TEXTO FORNECIDO:

Assista ao vídeo com trechos da conversa com a cantora e compositora Ellen Oléria:
A EDIÇÃO DE JANEIRO/23 DA REVISTA E ESTÁ NO AR!
No mês em que acontece o Sesc Verão 2023, discutimos a relação entre as tecnologias e a prática físico-esportiva. A reportagem principal desta edição defende que usar o tempo livre para atividades que não movimentam o corpo favorece o sedentarismo, além de elevar o risco de doenças crônicas. No entanto, o texto também aponta que, quando utilizado de maneira equilibrada, o tempo em frente às telas pode motivar a prática de atividades físicas, por meio do uso de aplicativos e aparelhos que medem frequência cardíaca, gasto calórico, qualidade do sono, entre outros indicadores.

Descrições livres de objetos
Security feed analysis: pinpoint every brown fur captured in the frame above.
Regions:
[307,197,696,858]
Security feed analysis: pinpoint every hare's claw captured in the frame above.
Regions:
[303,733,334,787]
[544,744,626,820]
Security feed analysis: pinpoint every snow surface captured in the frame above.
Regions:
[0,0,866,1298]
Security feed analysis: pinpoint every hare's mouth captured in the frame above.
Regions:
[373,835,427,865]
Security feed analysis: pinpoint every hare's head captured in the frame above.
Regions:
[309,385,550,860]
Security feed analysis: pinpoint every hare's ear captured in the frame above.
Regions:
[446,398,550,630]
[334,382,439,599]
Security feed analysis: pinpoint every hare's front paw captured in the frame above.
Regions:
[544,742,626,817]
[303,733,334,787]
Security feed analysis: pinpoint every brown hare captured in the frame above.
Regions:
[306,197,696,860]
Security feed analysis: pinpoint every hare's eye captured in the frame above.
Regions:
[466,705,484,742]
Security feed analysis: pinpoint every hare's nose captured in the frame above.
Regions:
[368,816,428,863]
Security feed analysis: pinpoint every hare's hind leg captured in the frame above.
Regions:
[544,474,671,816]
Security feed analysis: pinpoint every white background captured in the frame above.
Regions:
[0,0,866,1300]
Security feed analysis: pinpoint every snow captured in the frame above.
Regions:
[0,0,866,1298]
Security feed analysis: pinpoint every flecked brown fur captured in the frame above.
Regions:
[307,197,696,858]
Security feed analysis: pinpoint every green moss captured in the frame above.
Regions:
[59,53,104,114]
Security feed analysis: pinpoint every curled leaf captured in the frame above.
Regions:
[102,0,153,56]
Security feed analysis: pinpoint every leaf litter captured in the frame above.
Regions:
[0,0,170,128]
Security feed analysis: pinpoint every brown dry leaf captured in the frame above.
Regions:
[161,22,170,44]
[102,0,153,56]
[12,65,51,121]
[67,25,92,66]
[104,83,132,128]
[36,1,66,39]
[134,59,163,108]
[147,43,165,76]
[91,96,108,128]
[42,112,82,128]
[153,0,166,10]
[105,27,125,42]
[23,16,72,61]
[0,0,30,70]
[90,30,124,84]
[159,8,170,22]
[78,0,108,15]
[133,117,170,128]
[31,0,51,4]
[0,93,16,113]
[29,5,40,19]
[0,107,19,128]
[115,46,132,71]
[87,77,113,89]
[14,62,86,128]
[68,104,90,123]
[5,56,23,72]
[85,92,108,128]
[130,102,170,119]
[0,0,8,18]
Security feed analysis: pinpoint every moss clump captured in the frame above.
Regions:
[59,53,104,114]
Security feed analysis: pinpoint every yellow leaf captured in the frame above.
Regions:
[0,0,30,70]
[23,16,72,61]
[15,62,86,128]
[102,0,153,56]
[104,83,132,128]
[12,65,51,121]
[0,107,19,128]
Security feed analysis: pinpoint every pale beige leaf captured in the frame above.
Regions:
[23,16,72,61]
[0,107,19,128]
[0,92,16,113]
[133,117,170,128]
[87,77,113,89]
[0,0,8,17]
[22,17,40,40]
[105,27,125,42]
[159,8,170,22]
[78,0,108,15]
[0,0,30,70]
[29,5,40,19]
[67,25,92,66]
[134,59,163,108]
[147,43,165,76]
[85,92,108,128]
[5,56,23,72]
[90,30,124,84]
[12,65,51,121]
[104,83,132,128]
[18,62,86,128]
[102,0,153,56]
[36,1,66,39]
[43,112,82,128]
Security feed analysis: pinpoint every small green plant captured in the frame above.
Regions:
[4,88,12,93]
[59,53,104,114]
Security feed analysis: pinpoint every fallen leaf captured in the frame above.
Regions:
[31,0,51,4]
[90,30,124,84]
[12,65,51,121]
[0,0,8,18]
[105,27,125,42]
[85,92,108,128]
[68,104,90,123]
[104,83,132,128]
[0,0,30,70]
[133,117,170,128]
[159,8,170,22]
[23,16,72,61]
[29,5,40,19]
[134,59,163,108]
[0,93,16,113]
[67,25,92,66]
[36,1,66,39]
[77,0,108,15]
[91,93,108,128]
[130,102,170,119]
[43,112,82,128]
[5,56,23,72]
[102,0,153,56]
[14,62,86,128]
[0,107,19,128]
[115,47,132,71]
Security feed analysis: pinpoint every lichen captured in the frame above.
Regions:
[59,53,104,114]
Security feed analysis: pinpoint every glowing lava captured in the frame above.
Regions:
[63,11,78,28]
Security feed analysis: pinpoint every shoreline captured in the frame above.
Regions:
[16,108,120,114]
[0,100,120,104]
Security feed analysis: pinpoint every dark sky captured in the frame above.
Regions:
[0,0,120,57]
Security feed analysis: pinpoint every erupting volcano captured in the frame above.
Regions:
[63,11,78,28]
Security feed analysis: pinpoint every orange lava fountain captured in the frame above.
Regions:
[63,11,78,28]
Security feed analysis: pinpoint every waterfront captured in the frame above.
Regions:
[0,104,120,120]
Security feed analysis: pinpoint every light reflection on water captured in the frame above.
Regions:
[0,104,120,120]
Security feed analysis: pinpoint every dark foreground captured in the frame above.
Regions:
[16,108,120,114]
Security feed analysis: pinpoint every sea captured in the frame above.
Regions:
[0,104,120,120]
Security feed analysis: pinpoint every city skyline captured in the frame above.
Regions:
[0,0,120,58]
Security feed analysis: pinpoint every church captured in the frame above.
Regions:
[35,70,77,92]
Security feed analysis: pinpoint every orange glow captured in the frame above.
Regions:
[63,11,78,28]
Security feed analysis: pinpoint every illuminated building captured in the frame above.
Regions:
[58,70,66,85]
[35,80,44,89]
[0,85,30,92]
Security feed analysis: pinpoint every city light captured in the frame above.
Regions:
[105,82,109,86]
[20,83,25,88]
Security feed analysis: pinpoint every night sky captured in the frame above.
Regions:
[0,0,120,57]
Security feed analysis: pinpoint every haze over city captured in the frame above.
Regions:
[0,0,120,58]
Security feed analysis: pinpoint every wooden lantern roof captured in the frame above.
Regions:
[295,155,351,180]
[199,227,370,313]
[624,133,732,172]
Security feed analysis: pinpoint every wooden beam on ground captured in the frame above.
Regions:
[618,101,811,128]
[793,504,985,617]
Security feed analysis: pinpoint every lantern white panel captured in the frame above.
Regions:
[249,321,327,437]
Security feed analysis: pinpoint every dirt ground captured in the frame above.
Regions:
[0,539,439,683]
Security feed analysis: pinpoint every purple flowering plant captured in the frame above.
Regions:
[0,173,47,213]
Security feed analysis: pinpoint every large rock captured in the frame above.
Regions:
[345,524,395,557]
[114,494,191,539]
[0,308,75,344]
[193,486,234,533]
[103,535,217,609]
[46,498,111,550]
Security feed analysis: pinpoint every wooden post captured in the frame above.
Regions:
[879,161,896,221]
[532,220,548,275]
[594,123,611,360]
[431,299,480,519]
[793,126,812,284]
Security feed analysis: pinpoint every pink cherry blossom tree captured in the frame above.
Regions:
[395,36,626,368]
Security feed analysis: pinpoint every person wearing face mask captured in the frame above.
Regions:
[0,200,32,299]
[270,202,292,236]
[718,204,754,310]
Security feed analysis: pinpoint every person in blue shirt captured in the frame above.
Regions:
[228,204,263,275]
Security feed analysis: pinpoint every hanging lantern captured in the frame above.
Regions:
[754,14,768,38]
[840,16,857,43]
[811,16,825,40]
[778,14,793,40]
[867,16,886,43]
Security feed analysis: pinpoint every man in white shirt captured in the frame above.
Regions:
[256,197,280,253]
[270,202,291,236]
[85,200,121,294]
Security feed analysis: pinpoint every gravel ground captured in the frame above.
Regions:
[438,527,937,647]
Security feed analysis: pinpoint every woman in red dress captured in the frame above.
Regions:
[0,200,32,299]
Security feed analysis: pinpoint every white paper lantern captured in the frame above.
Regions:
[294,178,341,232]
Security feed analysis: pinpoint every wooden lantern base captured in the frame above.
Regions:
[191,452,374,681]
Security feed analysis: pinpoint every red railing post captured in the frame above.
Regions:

O QUE FAZER:
1. Reescreva em forma de lista o parágrafo do texto fornecido que começa com "No mês em que acontece o Sesc Verão 2023", mantendo os fatos principais.
2. Liste os indicadores que, segundo o texto fornecido, são medidos por aplicativos e aparelhos.
3. Dê continuidade ao texto fornecido, a partir de onde ele termina.

RESPOSTAS DO EXERCÍCIO:
1.
- A edição sai no mês do Sesc Verão 2023 e discute a relação entre tecnologias e prática físico-esportiva.
- Segundo a reportagem principal, usar o tempo livre em atividades que não movimentam o corpo favorece o sedentarismo e eleva o risco de doenças crônicas.
- Usado de maneira equilibrada, o tempo em frente às telas pode motivar a prática de atividades físicas.
- Isso acontece por meio de aplicativos e aparelhos que medem indicadores como frequência cardíaca, gasto calórico e qualidade do sono.

2.
- Frequência cardíaca
- Gasto calórico
- Qualidade do sono

3.
Além disso, a Revista E de janeiro/23 traz outros conteúdos: uma reportagem que percorre os caminhos de gestação de uma obra literária, desde o surgimento da ideia original até chegar à mão dos leitores; uma entrevista com a escritora cubana Teresa Cárdenas, que conta sobre sua relação com a literatura brasileira, seu processo criativo e revela de que forma os antepassados guiam sua escrita; um depoimento com a cantora e compositora Ellen Oléria sobre música, teatro e afrofuturismo; um passeio visual por imagens que celebram o universo feminino indígena no universo das artes visuais; um perfil da médica Nise da Silveira (1905-1999), pioneira na humanização do atendimento psiquiátrico por meio da arte; um encontro com o jornalista Tiago Rogero, criador do projeto Querino, que fala sobre popularização de podcasts e luta antirracista no Brasil; um roteiro nostálgico pelas miudezas arquitetônicas de São Paulo, em celebração aos 469 anos da capital paulista; um conto inédito da escritora Natalia Timerman; e dois artigos que discutem a relação entre envelhecimento e inclusão digital.